─── Supplied entries ───

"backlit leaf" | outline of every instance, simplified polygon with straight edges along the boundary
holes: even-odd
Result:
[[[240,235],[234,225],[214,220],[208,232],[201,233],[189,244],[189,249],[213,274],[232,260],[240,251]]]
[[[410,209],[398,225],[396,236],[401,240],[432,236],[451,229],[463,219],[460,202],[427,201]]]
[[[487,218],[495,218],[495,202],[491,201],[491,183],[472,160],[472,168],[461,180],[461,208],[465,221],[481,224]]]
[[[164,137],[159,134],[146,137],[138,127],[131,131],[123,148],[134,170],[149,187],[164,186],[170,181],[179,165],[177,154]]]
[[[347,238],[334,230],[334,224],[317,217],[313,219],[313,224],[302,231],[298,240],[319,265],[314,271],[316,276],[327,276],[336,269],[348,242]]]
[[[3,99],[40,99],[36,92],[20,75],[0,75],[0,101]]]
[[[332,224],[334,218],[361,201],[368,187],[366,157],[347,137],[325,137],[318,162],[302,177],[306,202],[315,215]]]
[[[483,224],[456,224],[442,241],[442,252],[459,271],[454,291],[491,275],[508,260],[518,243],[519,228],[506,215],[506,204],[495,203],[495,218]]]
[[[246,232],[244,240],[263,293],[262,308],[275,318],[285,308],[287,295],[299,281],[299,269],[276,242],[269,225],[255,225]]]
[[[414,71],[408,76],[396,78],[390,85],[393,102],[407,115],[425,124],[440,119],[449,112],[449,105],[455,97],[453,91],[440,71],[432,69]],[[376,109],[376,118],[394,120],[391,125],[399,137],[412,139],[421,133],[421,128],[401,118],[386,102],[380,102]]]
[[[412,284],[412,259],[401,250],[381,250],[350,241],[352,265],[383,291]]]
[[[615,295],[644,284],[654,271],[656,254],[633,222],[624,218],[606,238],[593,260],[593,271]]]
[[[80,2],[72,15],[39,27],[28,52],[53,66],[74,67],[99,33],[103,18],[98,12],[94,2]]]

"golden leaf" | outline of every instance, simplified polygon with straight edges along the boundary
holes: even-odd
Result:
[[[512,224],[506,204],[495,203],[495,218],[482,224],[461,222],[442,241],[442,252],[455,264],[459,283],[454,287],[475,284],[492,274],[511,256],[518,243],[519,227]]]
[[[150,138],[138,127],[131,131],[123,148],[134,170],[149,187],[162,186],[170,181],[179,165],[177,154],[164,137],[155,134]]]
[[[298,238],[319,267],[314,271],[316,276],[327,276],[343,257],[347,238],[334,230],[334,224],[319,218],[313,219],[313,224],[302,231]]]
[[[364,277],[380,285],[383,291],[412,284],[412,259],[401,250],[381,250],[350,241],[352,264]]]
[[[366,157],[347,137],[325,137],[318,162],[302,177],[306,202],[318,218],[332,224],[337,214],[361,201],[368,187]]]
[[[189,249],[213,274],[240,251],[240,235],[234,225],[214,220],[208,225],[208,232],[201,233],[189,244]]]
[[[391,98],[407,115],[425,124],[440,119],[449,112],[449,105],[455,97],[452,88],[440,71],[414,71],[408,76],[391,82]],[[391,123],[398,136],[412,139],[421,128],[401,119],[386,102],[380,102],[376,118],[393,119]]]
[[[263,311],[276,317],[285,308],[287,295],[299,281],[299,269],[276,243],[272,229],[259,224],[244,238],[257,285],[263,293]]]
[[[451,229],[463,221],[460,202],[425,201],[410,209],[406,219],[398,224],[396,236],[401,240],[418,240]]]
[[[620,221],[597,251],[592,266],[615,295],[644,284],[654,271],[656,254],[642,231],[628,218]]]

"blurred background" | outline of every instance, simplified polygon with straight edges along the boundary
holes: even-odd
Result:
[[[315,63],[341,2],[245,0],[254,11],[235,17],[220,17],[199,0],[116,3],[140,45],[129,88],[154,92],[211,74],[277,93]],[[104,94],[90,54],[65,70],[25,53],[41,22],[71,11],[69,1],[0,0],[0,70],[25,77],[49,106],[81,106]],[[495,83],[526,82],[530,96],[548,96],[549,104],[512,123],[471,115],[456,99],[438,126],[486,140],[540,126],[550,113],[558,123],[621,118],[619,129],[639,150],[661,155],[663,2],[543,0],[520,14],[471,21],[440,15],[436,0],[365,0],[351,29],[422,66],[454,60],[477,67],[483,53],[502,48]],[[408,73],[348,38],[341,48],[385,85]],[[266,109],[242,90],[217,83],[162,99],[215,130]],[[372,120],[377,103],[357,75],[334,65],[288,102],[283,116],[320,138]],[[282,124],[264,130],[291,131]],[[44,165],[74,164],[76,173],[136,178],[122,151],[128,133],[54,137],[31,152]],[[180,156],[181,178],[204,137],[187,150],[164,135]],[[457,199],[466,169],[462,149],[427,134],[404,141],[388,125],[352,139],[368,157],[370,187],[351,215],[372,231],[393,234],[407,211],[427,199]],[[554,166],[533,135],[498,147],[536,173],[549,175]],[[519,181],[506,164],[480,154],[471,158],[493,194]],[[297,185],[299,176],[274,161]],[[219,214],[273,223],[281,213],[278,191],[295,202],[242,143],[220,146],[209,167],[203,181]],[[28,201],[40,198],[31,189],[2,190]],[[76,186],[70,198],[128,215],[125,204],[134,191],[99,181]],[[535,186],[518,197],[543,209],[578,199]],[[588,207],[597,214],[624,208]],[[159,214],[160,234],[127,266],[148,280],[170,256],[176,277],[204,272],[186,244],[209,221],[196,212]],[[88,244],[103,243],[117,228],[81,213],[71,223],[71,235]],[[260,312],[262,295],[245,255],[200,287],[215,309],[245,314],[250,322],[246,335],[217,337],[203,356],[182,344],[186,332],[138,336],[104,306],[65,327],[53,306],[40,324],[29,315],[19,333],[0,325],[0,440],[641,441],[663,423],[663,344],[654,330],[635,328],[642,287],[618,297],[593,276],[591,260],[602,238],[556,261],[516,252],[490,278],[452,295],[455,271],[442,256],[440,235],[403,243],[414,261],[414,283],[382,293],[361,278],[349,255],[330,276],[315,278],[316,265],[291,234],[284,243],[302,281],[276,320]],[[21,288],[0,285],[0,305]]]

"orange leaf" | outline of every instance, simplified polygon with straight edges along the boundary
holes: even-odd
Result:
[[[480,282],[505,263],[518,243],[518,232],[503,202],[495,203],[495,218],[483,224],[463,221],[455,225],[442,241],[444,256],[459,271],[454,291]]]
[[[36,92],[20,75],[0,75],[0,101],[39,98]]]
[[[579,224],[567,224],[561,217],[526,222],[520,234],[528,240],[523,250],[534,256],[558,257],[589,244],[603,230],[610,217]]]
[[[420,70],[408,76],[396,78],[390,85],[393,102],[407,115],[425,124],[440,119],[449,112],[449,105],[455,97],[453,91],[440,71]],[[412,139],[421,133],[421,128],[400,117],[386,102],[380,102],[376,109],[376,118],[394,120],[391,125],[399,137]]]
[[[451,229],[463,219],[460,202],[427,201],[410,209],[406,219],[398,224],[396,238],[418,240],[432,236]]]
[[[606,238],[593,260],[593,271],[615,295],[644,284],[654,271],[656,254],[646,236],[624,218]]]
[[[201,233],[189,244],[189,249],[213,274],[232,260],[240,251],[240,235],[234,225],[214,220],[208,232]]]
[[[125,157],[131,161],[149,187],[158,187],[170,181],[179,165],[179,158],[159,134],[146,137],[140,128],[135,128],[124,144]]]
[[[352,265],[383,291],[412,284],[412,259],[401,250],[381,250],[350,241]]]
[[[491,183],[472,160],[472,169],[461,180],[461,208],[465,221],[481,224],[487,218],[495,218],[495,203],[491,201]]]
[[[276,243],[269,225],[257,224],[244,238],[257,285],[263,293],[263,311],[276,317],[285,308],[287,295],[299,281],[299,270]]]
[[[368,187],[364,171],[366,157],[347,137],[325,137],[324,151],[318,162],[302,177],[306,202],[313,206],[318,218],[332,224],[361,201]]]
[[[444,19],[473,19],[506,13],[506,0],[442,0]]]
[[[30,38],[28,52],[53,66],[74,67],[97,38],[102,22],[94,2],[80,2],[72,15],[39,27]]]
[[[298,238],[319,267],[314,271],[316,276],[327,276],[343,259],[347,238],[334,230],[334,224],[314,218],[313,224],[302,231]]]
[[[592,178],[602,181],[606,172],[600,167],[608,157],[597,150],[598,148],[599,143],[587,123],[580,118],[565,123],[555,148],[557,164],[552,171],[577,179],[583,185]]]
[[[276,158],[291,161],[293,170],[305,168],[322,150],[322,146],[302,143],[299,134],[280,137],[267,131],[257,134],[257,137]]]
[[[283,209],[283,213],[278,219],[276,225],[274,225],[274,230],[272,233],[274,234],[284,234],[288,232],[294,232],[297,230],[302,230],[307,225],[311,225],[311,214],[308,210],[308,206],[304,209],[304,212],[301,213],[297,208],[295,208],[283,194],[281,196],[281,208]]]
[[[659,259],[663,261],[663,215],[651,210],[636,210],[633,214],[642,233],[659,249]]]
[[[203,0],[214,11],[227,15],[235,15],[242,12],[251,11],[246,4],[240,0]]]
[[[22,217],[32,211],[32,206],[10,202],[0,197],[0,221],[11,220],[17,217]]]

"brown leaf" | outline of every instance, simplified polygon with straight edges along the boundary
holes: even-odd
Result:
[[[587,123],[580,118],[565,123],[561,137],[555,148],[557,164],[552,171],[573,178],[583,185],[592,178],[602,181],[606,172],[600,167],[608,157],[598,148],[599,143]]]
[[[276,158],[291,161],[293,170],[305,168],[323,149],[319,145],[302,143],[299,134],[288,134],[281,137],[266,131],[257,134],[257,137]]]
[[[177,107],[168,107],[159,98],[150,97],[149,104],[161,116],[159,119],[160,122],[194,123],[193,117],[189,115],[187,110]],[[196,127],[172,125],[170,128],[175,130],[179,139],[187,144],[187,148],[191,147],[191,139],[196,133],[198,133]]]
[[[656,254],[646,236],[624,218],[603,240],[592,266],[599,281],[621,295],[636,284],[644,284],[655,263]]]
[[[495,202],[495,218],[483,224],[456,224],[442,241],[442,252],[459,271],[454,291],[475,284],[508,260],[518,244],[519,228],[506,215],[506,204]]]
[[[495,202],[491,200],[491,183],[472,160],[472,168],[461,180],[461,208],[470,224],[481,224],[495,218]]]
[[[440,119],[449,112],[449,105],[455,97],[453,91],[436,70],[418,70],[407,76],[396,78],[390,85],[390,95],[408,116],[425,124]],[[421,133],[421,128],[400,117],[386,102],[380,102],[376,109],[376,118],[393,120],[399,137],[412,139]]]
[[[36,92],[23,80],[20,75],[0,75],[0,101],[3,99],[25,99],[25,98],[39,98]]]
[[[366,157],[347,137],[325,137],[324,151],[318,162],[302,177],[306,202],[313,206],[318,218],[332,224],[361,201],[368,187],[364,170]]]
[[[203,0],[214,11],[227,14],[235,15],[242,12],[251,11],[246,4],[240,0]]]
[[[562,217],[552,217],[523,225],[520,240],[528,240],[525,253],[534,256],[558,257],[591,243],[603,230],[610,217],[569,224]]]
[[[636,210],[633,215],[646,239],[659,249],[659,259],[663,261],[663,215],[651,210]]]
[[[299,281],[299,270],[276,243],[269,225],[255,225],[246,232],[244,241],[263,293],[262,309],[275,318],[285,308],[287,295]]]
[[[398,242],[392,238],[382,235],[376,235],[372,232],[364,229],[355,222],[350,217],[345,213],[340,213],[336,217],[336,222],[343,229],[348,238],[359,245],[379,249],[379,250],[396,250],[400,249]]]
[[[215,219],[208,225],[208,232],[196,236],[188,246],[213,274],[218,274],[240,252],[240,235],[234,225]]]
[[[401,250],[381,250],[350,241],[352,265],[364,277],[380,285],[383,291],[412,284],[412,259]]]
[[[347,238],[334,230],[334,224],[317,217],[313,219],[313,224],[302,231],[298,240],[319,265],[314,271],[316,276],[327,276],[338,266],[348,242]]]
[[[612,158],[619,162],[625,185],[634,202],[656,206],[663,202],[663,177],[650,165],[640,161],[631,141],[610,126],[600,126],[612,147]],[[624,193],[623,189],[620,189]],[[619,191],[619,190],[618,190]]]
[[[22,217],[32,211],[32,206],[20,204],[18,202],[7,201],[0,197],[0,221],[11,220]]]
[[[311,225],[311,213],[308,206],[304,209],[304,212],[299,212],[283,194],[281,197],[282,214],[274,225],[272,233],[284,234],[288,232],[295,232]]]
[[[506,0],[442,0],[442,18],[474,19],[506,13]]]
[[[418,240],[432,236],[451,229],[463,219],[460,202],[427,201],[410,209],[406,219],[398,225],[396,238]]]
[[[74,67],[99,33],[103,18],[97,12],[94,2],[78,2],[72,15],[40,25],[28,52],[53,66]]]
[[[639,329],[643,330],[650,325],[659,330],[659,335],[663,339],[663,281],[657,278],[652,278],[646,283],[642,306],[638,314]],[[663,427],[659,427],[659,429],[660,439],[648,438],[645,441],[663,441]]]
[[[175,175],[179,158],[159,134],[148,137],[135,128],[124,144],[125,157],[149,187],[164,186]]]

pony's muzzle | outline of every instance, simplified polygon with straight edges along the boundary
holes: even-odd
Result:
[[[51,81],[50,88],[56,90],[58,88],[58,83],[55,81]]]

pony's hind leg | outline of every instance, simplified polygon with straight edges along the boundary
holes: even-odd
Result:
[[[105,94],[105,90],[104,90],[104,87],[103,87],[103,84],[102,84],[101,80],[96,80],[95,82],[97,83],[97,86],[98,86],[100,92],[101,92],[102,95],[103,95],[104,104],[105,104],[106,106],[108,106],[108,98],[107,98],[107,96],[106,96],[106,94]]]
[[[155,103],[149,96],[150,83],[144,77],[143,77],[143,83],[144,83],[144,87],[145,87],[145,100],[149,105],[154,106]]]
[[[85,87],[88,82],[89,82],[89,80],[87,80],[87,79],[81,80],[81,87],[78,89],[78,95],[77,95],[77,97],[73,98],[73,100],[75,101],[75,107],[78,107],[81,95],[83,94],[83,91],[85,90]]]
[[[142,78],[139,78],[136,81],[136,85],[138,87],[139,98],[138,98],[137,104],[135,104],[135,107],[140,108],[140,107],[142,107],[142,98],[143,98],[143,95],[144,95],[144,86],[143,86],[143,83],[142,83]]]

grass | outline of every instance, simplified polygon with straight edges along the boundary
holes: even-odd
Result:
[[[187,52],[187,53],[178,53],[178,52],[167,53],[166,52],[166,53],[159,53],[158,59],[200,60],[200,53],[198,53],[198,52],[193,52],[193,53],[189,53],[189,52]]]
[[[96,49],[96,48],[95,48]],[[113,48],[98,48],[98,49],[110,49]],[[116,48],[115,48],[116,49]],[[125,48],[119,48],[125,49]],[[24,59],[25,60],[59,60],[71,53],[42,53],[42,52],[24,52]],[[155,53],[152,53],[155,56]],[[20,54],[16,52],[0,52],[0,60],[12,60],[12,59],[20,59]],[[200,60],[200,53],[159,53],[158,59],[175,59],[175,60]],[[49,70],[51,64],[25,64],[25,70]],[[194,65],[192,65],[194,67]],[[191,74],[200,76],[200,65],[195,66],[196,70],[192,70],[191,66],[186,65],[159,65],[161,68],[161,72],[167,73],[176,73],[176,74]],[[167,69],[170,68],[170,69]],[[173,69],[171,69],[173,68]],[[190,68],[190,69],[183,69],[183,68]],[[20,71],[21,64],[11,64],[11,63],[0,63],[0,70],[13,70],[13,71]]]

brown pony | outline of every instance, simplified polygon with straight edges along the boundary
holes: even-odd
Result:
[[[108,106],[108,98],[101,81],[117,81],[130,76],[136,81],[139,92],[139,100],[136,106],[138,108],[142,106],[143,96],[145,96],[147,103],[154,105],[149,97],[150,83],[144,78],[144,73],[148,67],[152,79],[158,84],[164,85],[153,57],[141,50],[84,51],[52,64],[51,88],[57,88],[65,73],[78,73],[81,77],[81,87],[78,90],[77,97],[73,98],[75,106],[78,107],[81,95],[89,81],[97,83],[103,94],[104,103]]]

───

Direction:
Quote the line that contains "brown pony |" and each line after it through the end of the data, exactly, leaving out everything else.

Final result:
brown pony | outline of every instance, simplified polygon with straight edges along the boundary
holes: even-odd
Result:
[[[108,106],[108,98],[101,81],[117,81],[130,76],[136,81],[139,92],[139,100],[136,106],[138,108],[142,106],[143,96],[145,96],[147,103],[154,105],[149,97],[150,83],[144,78],[144,73],[148,67],[152,79],[158,84],[164,85],[153,57],[141,50],[84,51],[52,64],[51,88],[57,88],[65,73],[78,73],[81,77],[81,87],[78,90],[77,97],[73,98],[75,106],[78,107],[81,95],[89,81],[97,83],[103,94],[104,103]]]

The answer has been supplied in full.